Exercise a: Count the lines in the entries below that contain the string "pixel", and reply with only the number.

Excerpt:
-------

I remember always wanting to go to California. I just saw myself there, for years and years, even when I was a relatively little girl. It came to a point where even though I was doing music, I wanted a new adventure in my life. [p.180]
Many people left their hometown for San Francisco in the 60s and 70s, but most of them weren't making records with hit artists at the time. So the pull of California must have been very strong to Donna. But of course we know nothing else of her life in Sheffield, so there may have been other reasons that she prefers to leave out. In any case, by 1970, Donna was living in San Francisco (where?) and processing credit cards for Union Oil of California (Unocal).  Certainly, no member of The Warlocks would have gotten a job at any oil company.

The story of how Keith Godchaux ended up in the Grateful Dead has been told many times, usually by Donna herself. To summarize, Keith and Donna saw the Grateful Dead at Winterland on October 5, 1970, soon after they had met. Keith was determined to actually play with the Dead, and Donna was determined to make it happen. Some time in the summer of 1971, they saw Jerry Garcia at Keystone Korner and Donna approached Jerry. She told Jerry that her husband was the Dead's new piano player, and got Jerry's home and office phone number. After some missed connections, Jerry invited Keith and Donna to a Dead rehearsal. However, Jerry forgot that the rehearsal had been canceled, but Jerry jammed with Keith anyway. Jerry was so impressed that he called Bill Kreutzmann, and after Billy had jammed with him too, it was settled. Keith was in the Dead.

The story of Keith Godchaux's unexpected insertion into the Grateful Dead is usually seen as a combination of Donna's determination and Keith's talent. This too, however, is a fairly gendered response, though not in an obvious way. Donna's determination won the day, it is true, but no one ever considers the story from Jerry's point of view.

Jerry Garcia was a remarkable musician and artist in many ways, even by the standards of legends. Nonetheless it is easy to lose sight of the fact that he was an ambitious rock star, used to being the center of attention and having things his way. How many times do you think strangers came up to Jerry offstage and told him they wanted to play with the Dead, or use a new amplifier or play a benefit? This must have been practically a daily occurrence until Steve Parish began to protect Jerry in the mid-70s. Up until that time, it was pretty much up to Jerry to say no himself. Jerry could have called Steve Winwood, Mark Naftalin or a dozen other heavy keyboard players to join the Dead, yet he gave a strange woman his home and office number. Why?

-------

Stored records
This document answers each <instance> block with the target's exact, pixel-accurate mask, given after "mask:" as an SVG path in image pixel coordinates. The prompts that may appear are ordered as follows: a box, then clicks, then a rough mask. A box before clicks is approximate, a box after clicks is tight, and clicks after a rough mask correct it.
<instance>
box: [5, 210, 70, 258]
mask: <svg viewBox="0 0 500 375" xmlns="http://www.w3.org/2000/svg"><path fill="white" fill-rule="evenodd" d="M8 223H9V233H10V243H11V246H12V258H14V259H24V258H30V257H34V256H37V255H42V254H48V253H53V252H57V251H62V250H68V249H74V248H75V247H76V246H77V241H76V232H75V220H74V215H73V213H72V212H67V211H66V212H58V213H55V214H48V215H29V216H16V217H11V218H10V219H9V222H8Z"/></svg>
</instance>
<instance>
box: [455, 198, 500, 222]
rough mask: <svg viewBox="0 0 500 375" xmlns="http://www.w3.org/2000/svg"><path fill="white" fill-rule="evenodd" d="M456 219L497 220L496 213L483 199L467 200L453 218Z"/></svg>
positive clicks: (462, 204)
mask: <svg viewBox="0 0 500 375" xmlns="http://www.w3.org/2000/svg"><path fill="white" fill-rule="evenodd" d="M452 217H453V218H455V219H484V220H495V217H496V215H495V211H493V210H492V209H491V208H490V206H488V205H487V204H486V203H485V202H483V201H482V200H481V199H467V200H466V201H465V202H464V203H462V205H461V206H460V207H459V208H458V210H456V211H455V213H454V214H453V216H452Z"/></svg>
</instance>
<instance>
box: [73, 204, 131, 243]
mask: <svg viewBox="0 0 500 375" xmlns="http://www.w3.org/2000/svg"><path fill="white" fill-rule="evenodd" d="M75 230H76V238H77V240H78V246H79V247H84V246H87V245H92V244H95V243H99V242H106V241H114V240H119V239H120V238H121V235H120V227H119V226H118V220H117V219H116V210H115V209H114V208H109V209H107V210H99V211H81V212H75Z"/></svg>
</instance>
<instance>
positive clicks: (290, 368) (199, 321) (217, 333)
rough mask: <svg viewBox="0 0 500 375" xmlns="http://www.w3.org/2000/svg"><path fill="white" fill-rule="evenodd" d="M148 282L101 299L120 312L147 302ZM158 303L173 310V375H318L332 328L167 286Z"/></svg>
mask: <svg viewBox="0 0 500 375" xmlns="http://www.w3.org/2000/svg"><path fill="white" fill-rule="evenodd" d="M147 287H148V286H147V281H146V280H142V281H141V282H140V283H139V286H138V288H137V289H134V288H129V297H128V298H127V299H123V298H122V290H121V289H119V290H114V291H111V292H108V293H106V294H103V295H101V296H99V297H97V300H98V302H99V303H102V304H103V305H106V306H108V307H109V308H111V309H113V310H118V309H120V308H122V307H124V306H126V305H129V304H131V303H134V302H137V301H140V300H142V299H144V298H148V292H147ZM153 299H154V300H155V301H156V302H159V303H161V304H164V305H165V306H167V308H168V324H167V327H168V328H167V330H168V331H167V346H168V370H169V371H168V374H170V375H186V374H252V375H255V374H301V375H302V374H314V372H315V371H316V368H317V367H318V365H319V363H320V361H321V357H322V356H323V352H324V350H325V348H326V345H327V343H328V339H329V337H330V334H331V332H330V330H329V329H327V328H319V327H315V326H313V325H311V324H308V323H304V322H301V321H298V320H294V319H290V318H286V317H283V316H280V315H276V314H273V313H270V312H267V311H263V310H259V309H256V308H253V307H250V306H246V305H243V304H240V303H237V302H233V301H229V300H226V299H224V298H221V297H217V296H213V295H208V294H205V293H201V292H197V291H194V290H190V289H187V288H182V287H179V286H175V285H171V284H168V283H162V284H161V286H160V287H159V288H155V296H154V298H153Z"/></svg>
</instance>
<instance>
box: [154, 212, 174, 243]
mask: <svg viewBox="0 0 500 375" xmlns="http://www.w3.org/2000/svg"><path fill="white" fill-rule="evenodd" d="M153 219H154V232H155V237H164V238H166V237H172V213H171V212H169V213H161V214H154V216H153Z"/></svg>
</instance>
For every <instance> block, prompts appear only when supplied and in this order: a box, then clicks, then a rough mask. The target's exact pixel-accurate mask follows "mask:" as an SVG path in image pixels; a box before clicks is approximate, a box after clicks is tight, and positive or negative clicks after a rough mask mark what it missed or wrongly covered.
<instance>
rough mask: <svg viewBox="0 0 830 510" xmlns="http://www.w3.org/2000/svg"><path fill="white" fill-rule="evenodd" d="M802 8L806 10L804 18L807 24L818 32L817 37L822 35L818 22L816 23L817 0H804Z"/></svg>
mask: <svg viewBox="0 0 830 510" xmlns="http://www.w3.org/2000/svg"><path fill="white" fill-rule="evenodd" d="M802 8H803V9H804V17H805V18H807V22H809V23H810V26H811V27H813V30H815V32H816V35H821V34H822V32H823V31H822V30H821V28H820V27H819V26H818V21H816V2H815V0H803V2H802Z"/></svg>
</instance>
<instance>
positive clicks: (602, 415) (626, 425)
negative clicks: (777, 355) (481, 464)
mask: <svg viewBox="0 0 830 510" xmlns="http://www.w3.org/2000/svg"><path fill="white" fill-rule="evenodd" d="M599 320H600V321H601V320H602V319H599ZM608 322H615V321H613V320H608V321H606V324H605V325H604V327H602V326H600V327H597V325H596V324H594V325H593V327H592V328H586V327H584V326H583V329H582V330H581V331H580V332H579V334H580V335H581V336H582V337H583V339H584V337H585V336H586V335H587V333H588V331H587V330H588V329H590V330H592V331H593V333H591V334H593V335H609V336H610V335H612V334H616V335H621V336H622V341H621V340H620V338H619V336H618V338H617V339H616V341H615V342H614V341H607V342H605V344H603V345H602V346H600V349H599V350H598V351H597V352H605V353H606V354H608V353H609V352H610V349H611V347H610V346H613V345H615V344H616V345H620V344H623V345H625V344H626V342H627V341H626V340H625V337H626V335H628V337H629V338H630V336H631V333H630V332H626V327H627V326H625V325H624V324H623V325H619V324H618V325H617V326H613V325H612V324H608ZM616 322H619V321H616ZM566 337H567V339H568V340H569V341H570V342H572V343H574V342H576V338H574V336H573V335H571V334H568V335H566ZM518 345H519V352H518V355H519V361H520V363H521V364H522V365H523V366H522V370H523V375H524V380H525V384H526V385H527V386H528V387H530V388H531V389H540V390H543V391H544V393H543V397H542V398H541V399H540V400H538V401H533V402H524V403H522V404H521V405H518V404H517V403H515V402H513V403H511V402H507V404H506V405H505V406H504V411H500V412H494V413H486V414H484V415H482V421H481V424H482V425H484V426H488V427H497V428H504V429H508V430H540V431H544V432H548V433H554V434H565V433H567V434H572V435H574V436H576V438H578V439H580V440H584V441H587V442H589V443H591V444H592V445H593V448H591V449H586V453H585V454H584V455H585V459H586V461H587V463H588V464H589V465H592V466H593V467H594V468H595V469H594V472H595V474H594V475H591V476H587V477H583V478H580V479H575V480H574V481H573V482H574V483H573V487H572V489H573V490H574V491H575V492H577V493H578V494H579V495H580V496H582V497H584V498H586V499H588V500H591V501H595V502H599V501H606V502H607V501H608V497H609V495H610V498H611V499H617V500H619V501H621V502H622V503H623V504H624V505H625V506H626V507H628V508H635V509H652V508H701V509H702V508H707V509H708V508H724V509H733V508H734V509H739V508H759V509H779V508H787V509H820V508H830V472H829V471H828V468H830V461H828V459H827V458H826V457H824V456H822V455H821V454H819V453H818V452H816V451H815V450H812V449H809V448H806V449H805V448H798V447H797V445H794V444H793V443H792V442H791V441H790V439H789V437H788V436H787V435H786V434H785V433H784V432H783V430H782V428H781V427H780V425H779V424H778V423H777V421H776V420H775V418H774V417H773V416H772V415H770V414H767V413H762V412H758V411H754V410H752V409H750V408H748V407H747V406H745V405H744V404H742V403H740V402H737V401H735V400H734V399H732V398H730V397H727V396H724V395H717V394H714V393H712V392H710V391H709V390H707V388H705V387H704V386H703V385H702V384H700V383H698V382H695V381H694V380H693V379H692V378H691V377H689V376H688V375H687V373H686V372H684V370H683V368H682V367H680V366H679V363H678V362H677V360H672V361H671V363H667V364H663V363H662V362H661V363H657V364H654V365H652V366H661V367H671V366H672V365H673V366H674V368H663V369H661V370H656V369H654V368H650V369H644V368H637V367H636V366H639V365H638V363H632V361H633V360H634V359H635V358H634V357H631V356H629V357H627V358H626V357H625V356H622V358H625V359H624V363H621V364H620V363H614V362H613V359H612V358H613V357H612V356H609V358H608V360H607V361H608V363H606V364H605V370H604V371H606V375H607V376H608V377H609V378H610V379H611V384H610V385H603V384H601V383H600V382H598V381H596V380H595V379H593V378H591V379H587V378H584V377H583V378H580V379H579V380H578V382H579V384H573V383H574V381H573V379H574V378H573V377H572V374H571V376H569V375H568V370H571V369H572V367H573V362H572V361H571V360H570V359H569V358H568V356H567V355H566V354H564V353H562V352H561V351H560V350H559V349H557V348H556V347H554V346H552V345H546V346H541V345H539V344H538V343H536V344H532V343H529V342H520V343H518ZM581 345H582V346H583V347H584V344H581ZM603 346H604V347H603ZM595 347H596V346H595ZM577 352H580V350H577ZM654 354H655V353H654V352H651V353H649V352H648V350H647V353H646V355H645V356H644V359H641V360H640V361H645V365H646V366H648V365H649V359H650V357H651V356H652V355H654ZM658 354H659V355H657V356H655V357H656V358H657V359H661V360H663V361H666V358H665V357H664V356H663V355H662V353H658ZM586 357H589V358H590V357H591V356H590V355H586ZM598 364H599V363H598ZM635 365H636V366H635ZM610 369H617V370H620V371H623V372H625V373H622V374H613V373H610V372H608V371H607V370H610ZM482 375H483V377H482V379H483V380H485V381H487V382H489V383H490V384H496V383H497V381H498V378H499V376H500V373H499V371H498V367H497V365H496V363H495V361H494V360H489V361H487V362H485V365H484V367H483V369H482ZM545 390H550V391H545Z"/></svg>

-------

Exercise b: Return, word for word, the part of the Grateful Dead excerpt above between "The story of how" and "in the Dead.", inclusive.

Task solution a: 2

Task solution b:
The story of how Keith Godchaux ended up in the Grateful Dead has been told many times, usually by Donna herself. To summarize, Keith and Donna saw the Grateful Dead at Winterland on October 5, 1970, soon after they had met. Keith was determined to actually play with the Dead, and Donna was determined to make it happen. Some time in the summer of 1971, they saw Jerry Garcia at Keystone Korner and Donna approached Jerry. She told Jerry that her husband was the Dead's new piano player, and got Jerry's home and office phone number. After some missed connections, Jerry invited Keith and Donna to a Dead rehearsal. However, Jerry forgot that the rehearsal had been canceled, but Jerry jammed with Keith anyway. Jerry was so impressed that he called Bill Kreutzmann, and after Billy had jammed with him too, it was settled. Keith was in the Dead.